Convert the records below into a JSON list of strings with one string for each line, leaving out any blank lines.

-*-

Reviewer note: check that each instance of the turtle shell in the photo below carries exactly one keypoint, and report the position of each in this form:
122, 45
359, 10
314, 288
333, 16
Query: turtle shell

-*-

■ Task result ■
[
  "Reviewer note: check that each instance of the turtle shell in the photo below carries exactly one keypoint, and report the position of each in this form:",
  "122, 45",
  "359, 10",
  "314, 288",
  "333, 16",
  "Query: turtle shell"
]